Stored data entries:
▬▬▬

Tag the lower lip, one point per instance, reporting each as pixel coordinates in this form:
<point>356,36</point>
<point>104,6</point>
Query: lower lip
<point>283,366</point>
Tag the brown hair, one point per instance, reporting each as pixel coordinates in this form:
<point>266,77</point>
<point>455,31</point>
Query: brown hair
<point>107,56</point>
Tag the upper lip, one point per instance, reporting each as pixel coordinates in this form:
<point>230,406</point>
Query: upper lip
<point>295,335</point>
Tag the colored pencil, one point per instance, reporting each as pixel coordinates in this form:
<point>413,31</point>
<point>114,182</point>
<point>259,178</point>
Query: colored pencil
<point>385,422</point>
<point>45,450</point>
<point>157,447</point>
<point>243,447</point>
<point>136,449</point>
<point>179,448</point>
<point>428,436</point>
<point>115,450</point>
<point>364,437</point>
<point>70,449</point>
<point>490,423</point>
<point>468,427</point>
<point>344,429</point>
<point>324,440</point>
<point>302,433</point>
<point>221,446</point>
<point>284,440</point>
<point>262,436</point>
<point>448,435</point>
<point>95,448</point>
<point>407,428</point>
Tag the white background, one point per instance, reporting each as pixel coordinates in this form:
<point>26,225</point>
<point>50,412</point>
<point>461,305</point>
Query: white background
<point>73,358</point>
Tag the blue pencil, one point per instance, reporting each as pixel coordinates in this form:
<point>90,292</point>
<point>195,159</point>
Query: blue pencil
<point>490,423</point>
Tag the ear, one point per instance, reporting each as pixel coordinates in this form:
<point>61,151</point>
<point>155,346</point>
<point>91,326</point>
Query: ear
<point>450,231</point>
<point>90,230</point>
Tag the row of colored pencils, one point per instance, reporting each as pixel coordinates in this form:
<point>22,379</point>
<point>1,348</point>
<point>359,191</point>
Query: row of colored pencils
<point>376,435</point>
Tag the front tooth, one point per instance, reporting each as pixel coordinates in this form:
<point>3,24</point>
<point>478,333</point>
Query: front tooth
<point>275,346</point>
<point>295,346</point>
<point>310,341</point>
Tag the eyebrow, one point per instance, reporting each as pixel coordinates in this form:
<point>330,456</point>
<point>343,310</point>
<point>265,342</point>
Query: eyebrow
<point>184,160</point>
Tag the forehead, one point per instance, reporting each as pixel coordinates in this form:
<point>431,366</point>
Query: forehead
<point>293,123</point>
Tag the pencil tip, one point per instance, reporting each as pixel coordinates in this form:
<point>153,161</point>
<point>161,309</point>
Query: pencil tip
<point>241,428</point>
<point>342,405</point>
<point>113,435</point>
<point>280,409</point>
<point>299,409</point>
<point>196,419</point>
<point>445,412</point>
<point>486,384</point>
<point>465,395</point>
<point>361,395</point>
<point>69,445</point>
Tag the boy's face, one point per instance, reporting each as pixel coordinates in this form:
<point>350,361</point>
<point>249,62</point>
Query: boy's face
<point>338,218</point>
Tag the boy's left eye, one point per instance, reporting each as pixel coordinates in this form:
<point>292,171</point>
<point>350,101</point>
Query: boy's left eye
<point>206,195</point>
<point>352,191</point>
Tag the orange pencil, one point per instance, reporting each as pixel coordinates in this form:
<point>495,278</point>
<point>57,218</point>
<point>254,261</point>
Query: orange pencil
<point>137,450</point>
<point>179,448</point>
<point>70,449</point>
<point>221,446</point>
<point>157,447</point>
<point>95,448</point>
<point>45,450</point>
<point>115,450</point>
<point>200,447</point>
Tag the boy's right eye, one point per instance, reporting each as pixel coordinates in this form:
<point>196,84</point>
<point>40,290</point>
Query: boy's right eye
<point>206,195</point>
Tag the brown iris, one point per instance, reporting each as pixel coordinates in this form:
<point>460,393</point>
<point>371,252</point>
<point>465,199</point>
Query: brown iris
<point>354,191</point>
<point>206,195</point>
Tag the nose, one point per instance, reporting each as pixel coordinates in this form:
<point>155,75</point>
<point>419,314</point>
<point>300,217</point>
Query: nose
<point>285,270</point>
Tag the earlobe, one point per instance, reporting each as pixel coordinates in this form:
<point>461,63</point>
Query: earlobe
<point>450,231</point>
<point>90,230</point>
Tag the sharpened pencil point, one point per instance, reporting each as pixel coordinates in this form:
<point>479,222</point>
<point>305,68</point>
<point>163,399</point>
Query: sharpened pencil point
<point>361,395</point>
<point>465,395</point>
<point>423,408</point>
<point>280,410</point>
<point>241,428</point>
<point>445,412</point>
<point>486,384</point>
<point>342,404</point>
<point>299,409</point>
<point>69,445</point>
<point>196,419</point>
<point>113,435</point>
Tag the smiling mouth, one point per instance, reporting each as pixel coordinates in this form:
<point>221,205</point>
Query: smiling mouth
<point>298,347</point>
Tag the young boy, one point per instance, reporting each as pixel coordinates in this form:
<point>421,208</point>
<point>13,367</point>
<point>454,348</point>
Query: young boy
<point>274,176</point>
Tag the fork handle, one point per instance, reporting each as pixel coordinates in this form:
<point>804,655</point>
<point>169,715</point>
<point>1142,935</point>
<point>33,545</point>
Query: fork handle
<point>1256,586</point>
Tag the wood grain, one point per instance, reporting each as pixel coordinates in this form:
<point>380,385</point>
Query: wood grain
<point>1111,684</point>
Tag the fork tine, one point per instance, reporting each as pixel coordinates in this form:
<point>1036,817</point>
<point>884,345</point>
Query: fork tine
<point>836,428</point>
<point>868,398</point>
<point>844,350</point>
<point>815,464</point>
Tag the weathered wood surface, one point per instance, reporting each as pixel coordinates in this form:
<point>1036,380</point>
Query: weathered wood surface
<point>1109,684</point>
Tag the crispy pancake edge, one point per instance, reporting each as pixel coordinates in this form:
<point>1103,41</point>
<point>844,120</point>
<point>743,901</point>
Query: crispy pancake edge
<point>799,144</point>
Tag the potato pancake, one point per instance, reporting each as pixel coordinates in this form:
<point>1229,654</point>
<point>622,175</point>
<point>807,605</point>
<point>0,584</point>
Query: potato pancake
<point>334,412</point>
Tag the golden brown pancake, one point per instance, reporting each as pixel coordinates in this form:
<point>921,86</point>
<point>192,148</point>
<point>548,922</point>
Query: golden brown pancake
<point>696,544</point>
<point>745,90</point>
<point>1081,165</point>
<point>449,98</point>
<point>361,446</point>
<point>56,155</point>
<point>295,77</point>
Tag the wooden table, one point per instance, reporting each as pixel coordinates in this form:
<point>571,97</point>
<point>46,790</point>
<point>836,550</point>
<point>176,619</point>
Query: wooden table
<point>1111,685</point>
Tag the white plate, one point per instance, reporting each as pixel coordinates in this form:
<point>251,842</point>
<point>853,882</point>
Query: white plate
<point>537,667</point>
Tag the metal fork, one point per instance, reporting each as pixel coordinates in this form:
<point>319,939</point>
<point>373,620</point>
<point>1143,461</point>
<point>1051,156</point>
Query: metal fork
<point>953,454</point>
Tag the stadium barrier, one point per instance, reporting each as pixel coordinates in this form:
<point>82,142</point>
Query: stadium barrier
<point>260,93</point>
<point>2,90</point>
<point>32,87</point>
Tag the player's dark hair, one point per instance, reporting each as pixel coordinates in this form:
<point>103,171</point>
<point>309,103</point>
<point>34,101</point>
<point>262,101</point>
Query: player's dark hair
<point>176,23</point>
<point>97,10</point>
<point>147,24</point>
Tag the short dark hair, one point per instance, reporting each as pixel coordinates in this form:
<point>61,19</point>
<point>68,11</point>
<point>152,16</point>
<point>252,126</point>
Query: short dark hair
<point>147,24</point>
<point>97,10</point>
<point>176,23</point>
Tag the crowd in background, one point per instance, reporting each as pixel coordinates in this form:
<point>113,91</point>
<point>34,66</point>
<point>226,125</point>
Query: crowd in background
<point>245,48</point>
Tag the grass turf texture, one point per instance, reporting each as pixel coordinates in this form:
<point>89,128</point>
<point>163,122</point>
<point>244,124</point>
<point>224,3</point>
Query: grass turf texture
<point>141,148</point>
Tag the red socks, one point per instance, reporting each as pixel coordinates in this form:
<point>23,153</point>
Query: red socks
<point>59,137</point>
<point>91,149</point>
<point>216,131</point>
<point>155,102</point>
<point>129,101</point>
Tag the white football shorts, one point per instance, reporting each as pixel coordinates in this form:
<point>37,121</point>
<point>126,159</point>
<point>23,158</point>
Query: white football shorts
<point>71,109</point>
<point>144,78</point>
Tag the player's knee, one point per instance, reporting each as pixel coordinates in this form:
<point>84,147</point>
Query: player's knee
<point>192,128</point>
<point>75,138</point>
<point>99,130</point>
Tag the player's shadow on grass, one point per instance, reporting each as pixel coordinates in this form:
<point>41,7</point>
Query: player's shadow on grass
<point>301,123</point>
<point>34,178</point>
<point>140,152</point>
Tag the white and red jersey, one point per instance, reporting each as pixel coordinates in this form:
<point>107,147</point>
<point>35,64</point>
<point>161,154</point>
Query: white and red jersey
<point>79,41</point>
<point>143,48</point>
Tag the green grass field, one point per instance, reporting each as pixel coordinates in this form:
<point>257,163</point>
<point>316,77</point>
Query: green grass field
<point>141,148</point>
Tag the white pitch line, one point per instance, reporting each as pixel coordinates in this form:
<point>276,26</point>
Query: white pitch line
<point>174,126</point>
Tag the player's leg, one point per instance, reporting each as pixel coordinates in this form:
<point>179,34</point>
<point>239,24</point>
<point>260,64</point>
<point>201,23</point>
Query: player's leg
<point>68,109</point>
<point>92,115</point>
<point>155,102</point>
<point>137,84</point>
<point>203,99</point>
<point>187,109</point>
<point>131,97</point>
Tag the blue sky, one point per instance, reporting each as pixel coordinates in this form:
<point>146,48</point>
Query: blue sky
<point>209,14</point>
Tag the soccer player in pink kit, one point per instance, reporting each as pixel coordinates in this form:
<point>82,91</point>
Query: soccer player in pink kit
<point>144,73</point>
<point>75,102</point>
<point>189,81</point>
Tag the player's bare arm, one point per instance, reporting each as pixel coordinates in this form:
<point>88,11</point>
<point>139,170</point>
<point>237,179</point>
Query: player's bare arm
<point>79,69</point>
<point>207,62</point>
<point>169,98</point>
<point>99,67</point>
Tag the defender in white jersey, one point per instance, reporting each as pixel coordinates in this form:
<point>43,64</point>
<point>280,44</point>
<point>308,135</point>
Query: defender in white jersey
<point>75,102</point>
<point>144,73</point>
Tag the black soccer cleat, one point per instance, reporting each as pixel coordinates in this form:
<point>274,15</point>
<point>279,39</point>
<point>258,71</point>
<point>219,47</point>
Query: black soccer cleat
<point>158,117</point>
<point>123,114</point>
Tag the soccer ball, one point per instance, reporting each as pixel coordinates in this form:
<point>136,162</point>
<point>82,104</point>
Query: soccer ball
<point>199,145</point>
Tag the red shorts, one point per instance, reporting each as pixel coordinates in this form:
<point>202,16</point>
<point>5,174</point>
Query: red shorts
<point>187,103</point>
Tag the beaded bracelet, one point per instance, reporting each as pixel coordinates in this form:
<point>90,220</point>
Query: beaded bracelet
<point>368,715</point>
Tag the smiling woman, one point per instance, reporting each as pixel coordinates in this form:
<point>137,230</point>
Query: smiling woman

▬▬▬

### Aim of the task
Copy every line of the data that carries the word "woman".

### Result for this exercise
Tag the smiling woman, one point per instance, reporting each as pixel coordinates in this form:
Query: smiling woman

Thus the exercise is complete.